Skip to content

damoclark/dupmerge

Folders and files

NameName
Last commit message
Last commit date

Latest commit

 

History

6 Commits
 
 
 
 
 
 
 
 

Repository files navigation

Dupmerge Phil Karn, KA9Q

dupmerge reclaims the space used by redundant copies.


dupmerge man page
dupmerge.c source code
dupmerge binary for OSX Snow Leopard (64 bit)
dupmerge binary for i386 Linux


Unix Hard Links

To use either command properly you must be familiar with the concept of the hard link, so I'll provide a quick refresher. It originated in UNIX, so it has long been part of UNIX clones like Linux, BSD, and Mac OSX. It may have also been picked up by other operating systems with which I am unfamiliar.

It might not seem like it, but UNIX files do not actually have names; internally they are uniquely identified by device and inode numbers. The user refers to them with path names, printable strings that define a series of directories delimited by slashes (/) -- a path -- that ultimately point to the inode and the file's metadata and contents. Every file (inode) has at least one path name pointing to it. When more than one path name points to the same inode, they are all equally valid; there is no preferred or primary path name. These path names are sometimes referred to as "hard links", as distinguished from the "soft" or "symbolic" link, a special kind of file that contains a path name (possibly one of several hard links!) pointing to another file.

The dupmerge command works by reading a list of path names, identifying those that point to distinct inodes with the same content, deleting all but one, and recreating the path names for the deleted copies as hard links to the remaining copy. When it finishes, all the path names given to the program still exist, and each provides the same content when read. However, the redundant copies have been deleted and the space reclaimed by the filesystem free list.

Here is a simple shell command that invokes dupmerge on all the files in the current directory and under any and all subdirectories:

find . -print0 | dupmerge -0

dupmerge automatically ignores all directories, special device files, FIFOs -- everything that isn't an ordinary file -- so you don't have to bother with any fancy arguments to the find command. When it's done, every path name will still be present and yield the same contents when accessed. But any path names that had referred to separate copies of the same data are now hard links to a single copy.

Running dupmerge can still make some visible differences and it is important to understand them before you use the program on an important file system because there is, as yet, no way to reverse the effects of dupmerge. In UNIX, a file's metadata belongs to the inode, not the path name. The metadata includes the ownership and group membership of the file, its access permissions, and the times of its creation and (if enabled) last access and inode modification. Since only one inode in each group of inodes with the same contents will survive an execution of dupmerge, file ownerships, permissions and modification timestamps may change for certain pathnames even though the contents remain unchanged. The metadata on the deleted copies of the file is currently lost, though a future version of dupmerge may save this data in an "undo" file so that its effects could be undone. Until then, it is best to limit dupmerge to directory hierarchies whose files have a single owner and group, and to anticipate any problems that might be caused by the loss of metadata on the redundant copies that will be deleted. Dupmerge always keeps the oldest copy among a group of identical files on the principle that the oldest timestamp is most likely the actual time that the data was created, with the newer timestamps merely reflecting the time that each copy was made from the original.

> INFORMATION GIVEN:
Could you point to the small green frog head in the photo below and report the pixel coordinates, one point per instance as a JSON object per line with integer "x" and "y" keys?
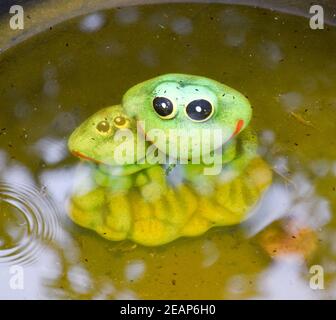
{"x": 189, "y": 103}
{"x": 94, "y": 140}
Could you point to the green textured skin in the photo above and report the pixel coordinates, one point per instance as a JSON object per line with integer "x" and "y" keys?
{"x": 230, "y": 106}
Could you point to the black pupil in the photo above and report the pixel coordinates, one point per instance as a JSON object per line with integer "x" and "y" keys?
{"x": 199, "y": 109}
{"x": 163, "y": 106}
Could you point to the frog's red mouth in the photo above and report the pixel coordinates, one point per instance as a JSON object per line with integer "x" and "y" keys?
{"x": 84, "y": 157}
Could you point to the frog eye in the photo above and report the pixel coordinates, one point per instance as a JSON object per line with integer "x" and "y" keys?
{"x": 164, "y": 108}
{"x": 103, "y": 127}
{"x": 199, "y": 110}
{"x": 120, "y": 122}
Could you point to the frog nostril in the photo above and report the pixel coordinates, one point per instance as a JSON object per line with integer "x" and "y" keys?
{"x": 103, "y": 126}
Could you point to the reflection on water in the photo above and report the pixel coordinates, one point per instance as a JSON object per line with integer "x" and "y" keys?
{"x": 66, "y": 76}
{"x": 28, "y": 221}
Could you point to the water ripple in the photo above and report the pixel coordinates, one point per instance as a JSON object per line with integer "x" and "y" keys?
{"x": 28, "y": 222}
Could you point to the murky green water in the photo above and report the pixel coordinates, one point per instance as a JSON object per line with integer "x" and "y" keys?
{"x": 52, "y": 82}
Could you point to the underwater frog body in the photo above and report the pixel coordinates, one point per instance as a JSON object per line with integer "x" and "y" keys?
{"x": 144, "y": 202}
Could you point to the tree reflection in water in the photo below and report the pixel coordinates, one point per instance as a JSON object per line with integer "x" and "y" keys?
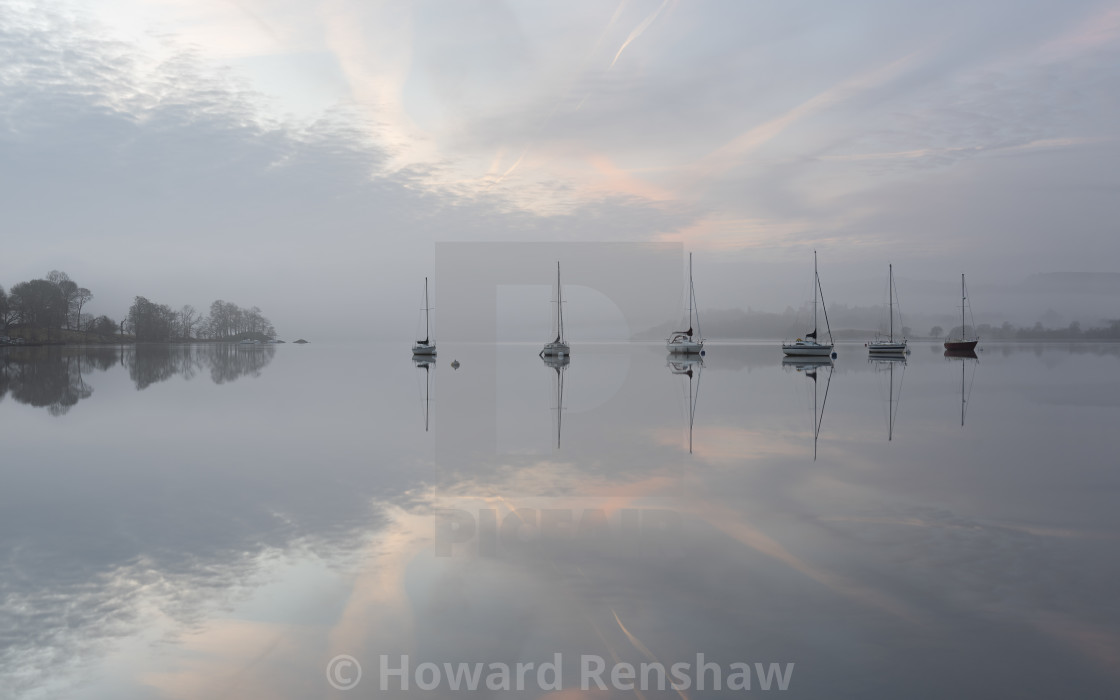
{"x": 55, "y": 378}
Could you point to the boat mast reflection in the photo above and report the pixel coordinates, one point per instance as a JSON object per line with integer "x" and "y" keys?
{"x": 966, "y": 357}
{"x": 810, "y": 366}
{"x": 690, "y": 366}
{"x": 560, "y": 364}
{"x": 425, "y": 362}
{"x": 887, "y": 364}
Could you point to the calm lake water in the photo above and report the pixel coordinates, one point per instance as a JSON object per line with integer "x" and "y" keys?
{"x": 229, "y": 521}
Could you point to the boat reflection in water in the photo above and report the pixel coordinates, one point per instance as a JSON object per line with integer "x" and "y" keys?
{"x": 560, "y": 364}
{"x": 426, "y": 363}
{"x": 690, "y": 366}
{"x": 887, "y": 364}
{"x": 811, "y": 367}
{"x": 966, "y": 357}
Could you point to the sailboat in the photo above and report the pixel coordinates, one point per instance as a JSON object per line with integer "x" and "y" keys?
{"x": 810, "y": 366}
{"x": 889, "y": 346}
{"x": 809, "y": 346}
{"x": 560, "y": 364}
{"x": 690, "y": 367}
{"x": 963, "y": 344}
{"x": 686, "y": 342}
{"x": 426, "y": 346}
{"x": 558, "y": 347}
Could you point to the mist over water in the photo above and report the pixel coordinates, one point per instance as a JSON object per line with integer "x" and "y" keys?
{"x": 173, "y": 518}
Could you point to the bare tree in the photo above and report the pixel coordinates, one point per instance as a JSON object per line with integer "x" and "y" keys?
{"x": 188, "y": 318}
{"x": 82, "y": 296}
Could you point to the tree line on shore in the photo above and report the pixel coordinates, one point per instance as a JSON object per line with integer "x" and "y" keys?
{"x": 52, "y": 309}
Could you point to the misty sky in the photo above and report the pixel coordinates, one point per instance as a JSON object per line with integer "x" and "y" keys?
{"x": 307, "y": 157}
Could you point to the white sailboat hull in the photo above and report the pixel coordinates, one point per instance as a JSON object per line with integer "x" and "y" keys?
{"x": 684, "y": 347}
{"x": 806, "y": 350}
{"x": 556, "y": 350}
{"x": 886, "y": 347}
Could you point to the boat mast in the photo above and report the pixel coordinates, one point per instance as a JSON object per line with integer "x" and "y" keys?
{"x": 691, "y": 294}
{"x": 890, "y": 298}
{"x": 962, "y": 306}
{"x": 817, "y": 283}
{"x": 559, "y": 307}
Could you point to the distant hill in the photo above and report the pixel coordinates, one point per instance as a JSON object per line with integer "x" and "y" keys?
{"x": 1073, "y": 283}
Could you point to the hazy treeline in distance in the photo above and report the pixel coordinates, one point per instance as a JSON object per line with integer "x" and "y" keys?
{"x": 52, "y": 310}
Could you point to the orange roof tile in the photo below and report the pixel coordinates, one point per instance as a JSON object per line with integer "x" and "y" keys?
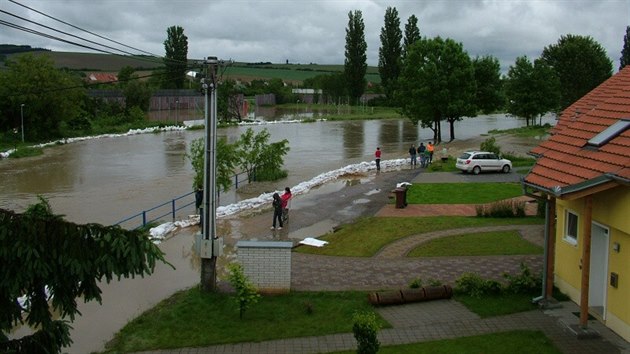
{"x": 566, "y": 159}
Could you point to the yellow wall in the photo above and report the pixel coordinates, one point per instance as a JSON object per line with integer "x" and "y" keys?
{"x": 611, "y": 209}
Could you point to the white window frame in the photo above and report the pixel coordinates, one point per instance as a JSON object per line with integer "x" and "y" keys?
{"x": 568, "y": 237}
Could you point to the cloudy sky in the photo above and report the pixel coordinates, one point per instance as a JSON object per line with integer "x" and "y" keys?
{"x": 313, "y": 31}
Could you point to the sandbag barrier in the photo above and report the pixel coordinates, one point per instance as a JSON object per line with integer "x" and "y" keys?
{"x": 404, "y": 296}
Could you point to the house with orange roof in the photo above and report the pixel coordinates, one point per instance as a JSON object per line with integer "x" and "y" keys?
{"x": 583, "y": 173}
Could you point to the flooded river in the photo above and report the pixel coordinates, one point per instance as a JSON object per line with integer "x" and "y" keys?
{"x": 105, "y": 180}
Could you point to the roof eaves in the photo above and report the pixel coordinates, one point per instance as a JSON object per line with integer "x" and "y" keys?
{"x": 560, "y": 192}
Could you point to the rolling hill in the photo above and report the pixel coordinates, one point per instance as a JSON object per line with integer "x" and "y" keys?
{"x": 107, "y": 63}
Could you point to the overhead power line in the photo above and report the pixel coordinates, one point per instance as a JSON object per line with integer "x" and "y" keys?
{"x": 81, "y": 29}
{"x": 66, "y": 33}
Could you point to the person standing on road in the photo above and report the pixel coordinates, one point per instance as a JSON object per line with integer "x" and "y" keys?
{"x": 412, "y": 153}
{"x": 286, "y": 197}
{"x": 421, "y": 153}
{"x": 277, "y": 211}
{"x": 430, "y": 149}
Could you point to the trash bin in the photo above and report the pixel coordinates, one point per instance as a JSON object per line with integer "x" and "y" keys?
{"x": 401, "y": 197}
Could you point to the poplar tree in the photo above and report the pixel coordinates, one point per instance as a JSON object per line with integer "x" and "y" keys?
{"x": 389, "y": 54}
{"x": 175, "y": 60}
{"x": 531, "y": 89}
{"x": 412, "y": 34}
{"x": 489, "y": 96}
{"x": 625, "y": 52}
{"x": 355, "y": 64}
{"x": 580, "y": 63}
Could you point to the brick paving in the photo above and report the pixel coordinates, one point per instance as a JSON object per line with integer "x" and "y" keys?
{"x": 431, "y": 320}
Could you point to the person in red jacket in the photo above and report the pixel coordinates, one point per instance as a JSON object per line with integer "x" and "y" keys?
{"x": 286, "y": 197}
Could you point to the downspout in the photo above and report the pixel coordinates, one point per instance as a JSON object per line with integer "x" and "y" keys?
{"x": 543, "y": 295}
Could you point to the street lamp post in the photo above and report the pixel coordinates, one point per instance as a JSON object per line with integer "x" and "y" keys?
{"x": 22, "y": 120}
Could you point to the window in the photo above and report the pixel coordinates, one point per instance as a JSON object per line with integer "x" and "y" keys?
{"x": 570, "y": 227}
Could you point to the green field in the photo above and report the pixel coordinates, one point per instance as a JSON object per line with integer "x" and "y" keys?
{"x": 89, "y": 62}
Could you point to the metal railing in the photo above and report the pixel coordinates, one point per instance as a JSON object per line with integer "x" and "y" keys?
{"x": 171, "y": 207}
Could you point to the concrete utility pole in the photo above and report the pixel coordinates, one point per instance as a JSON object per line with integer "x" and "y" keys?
{"x": 209, "y": 245}
{"x": 22, "y": 120}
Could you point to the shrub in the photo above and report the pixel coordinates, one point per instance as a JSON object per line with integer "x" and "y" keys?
{"x": 523, "y": 283}
{"x": 246, "y": 293}
{"x": 365, "y": 329}
{"x": 502, "y": 209}
{"x": 473, "y": 285}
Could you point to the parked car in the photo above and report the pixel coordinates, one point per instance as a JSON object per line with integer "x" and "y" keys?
{"x": 482, "y": 161}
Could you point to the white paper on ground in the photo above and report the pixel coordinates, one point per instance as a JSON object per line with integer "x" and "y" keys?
{"x": 309, "y": 241}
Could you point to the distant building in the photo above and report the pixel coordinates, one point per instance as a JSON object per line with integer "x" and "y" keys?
{"x": 97, "y": 78}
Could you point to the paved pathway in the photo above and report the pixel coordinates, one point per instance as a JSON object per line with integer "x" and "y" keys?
{"x": 431, "y": 320}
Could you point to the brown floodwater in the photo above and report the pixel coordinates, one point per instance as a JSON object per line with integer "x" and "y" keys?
{"x": 108, "y": 179}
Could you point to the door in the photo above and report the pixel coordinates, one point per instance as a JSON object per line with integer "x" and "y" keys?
{"x": 598, "y": 281}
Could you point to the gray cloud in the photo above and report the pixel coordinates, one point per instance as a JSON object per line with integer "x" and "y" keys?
{"x": 314, "y": 31}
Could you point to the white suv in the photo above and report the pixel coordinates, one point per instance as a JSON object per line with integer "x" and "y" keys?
{"x": 478, "y": 161}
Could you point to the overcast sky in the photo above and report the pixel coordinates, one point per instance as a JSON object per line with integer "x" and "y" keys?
{"x": 313, "y": 31}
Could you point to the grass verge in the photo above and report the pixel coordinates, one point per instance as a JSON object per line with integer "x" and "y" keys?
{"x": 462, "y": 193}
{"x": 366, "y": 236}
{"x": 497, "y": 305}
{"x": 518, "y": 341}
{"x": 477, "y": 244}
{"x": 193, "y": 318}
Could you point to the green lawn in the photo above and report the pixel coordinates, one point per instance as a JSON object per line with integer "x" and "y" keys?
{"x": 192, "y": 318}
{"x": 462, "y": 193}
{"x": 366, "y": 236}
{"x": 477, "y": 244}
{"x": 513, "y": 342}
{"x": 497, "y": 305}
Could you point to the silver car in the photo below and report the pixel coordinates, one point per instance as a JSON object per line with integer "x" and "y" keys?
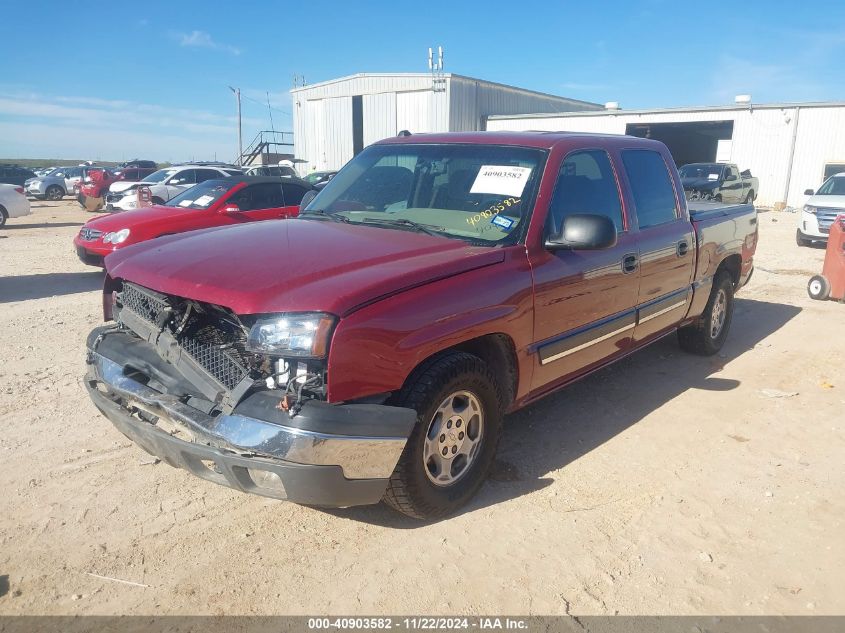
{"x": 57, "y": 183}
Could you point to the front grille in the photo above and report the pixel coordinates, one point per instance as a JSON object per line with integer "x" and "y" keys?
{"x": 204, "y": 347}
{"x": 145, "y": 303}
{"x": 89, "y": 235}
{"x": 220, "y": 353}
{"x": 826, "y": 216}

> TASK LIST:
- a) Render the rows from the line containing "Could you point to the silver" through the last row as a JSON list of strings, one string per line, with blank lines and the pictures left out.
- b) Write the next part of the dupmerge page, picking up after its final sentence.

> EXPECTED RESULTS:
- a)
[
  "Could you point to the silver car in the photo below and report the pixel coordinates, one point per instance as a JSON object per line with integer \"x\" and \"y\" keys?",
  "{\"x\": 57, \"y\": 183}",
  "Could you point to the front grille in the photo above and report the pixel coordinates, one point per instance as a JSON object per line with integer \"x\" and \"y\" keys?",
  "{\"x\": 204, \"y\": 347}",
  "{\"x\": 145, \"y\": 303}",
  "{\"x\": 89, \"y\": 235}",
  "{\"x\": 220, \"y\": 353}",
  "{\"x\": 826, \"y\": 216}"
]

- b)
Because empty files are often used as system lock files, with significance in the inode metadata, dupmerge ignores them by default. (There's little to reclaim by deleting an empty file anyway.)

How to Compile

Make sure you have openssl library and headers installed. On Redhat-based systems, this means:

$ sudo yum install openssl openssl-devel

On Debian-based systems:

$ sudo apt install libssl-dev

Then to compile, type:

$ gcc -O3 -fexpensive-optimizations -o dupmerge dupmerge.c -lssl -lcrypto

Move the binary to an appropriate location /usr/local/bin is sensible. Move the man page dupmerge.1 similarly to an appropriate location /usr/local/man/man1.

Dupmerge Options

-0

By default, each file name is terminated with either a newline or a null. This option specifies that each file name can only be terminated with a null. (Use find's -print0 option to generate such a list.)

-z

By default, empty files are ignored. They are often used as locks, and disturbing them could cause problems. Besides, empty files have no assigned blocks so there's not much to be gained by deleting them (other than the inode entry, of course). This option overrides this behavior; when set, all empty files will be linked together.

-s

By default, the list of files is sorted by decreasing size and the largest files are examined first.

I often run dupmerge when a file system is out of (or is about to run out of) free space, so scanning the largest files first usually recovers space more quickly. I can't think of a reason to examine the smallest files first, but if you can this option will do it.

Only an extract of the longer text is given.